Find the string "blue" in the records. Copy every line it appears in.

+ + + +

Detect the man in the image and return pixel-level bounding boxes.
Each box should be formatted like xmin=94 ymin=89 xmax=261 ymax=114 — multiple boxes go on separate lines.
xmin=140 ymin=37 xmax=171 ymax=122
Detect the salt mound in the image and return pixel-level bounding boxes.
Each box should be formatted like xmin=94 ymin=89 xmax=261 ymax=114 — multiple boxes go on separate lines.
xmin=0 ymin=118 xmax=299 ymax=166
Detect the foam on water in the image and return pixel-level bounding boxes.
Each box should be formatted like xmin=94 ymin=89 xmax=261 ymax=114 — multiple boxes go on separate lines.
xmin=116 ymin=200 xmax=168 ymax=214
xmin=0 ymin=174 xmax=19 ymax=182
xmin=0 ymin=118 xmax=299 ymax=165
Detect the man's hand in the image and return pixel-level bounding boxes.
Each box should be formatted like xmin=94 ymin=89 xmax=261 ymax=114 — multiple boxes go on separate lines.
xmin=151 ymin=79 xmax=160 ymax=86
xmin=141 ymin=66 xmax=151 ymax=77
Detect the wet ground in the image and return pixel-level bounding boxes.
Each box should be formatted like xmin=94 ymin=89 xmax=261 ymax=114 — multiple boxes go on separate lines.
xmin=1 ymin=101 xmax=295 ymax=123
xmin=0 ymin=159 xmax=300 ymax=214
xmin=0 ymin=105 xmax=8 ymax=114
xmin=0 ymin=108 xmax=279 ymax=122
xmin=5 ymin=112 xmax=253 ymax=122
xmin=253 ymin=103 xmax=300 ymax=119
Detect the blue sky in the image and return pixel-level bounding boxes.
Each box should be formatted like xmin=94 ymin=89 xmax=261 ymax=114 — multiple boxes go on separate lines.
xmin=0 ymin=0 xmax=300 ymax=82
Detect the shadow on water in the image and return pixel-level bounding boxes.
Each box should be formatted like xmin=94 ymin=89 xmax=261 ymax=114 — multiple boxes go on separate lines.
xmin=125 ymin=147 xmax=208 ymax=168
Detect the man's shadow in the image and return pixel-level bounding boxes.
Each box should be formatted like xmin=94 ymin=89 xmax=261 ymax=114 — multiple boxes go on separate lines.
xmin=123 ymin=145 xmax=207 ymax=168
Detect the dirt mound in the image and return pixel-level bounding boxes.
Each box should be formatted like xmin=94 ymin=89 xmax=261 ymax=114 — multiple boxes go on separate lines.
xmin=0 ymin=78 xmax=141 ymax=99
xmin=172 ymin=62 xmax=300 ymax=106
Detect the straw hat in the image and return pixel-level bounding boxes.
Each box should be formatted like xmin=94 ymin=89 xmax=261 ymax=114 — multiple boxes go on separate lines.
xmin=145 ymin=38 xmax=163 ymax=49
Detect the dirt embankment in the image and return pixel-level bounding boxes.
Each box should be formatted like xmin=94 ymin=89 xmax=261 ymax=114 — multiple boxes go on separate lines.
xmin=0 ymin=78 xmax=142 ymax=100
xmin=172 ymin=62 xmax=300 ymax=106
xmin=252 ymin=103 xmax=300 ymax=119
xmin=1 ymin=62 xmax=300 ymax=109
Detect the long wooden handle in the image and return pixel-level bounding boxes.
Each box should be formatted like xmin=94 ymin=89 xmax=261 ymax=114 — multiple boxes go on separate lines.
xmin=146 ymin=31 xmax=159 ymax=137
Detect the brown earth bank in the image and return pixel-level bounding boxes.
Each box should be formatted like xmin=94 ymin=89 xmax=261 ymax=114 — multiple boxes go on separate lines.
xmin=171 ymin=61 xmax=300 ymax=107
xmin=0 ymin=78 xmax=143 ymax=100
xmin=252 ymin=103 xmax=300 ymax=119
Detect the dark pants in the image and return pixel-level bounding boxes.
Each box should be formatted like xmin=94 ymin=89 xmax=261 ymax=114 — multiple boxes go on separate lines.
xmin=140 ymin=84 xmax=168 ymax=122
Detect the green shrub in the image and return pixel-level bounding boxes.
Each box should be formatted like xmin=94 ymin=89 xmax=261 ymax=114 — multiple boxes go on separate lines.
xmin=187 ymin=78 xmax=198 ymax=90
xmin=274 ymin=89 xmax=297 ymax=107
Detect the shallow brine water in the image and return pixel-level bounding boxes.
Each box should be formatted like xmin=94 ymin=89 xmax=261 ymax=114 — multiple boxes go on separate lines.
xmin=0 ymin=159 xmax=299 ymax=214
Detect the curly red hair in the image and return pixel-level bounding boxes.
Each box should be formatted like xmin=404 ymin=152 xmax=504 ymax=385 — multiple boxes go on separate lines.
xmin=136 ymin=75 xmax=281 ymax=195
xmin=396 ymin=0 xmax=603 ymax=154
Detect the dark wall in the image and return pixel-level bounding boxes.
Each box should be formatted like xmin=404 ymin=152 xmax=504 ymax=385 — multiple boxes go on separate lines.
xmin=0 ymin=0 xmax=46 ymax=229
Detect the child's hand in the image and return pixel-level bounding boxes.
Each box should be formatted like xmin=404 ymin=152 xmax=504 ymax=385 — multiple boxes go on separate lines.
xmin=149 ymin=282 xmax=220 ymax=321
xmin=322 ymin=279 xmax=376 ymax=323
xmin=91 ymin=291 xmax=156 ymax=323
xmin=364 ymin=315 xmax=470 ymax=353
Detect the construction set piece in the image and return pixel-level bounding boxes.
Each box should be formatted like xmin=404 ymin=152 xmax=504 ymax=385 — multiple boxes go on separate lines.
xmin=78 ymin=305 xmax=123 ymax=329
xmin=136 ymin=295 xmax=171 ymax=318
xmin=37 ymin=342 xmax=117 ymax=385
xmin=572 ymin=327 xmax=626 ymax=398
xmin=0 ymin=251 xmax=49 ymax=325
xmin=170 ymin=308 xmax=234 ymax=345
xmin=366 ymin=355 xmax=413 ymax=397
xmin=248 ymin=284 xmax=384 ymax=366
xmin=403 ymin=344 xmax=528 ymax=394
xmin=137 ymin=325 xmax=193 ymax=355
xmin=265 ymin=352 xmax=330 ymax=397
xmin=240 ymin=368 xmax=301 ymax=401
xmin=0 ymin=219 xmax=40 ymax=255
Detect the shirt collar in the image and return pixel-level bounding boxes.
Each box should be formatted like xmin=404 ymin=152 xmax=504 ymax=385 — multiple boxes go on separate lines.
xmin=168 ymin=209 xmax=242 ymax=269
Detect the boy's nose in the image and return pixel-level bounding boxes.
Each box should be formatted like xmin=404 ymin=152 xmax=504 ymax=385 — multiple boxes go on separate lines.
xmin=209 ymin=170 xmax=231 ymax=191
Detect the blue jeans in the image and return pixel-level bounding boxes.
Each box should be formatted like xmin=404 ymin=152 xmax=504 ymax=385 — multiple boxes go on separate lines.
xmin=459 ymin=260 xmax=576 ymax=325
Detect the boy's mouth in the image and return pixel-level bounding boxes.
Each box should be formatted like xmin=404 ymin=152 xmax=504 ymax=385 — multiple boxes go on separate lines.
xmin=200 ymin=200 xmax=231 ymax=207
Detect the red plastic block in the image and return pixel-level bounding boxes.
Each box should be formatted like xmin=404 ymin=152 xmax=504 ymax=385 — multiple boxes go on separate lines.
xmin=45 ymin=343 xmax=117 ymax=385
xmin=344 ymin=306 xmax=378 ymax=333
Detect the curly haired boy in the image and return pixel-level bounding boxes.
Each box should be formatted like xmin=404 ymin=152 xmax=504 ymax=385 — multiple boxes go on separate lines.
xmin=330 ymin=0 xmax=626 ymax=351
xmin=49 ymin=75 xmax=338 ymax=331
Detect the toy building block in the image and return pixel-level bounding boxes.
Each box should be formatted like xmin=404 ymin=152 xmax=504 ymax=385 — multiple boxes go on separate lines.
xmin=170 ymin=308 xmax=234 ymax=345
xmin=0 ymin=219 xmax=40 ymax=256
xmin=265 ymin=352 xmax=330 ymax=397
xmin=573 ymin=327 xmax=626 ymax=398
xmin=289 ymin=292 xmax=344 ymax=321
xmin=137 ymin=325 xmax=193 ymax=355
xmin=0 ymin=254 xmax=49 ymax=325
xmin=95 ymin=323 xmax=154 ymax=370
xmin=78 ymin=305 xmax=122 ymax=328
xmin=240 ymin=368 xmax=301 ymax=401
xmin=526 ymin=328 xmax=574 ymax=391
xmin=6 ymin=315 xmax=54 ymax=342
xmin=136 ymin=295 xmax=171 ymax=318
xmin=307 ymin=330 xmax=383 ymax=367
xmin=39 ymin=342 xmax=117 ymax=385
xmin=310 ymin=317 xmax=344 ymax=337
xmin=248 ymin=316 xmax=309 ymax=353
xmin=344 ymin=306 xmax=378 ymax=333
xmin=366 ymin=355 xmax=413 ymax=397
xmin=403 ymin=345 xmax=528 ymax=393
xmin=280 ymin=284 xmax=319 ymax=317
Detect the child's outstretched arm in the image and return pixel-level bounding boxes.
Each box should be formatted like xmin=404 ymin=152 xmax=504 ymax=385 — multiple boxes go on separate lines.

+ + + +

• _Written solution_:
Detect the blue sky in the image and return pixel-level bounding boxes.
Detect the blue jeans in the image and return pixel-level bounding boxes.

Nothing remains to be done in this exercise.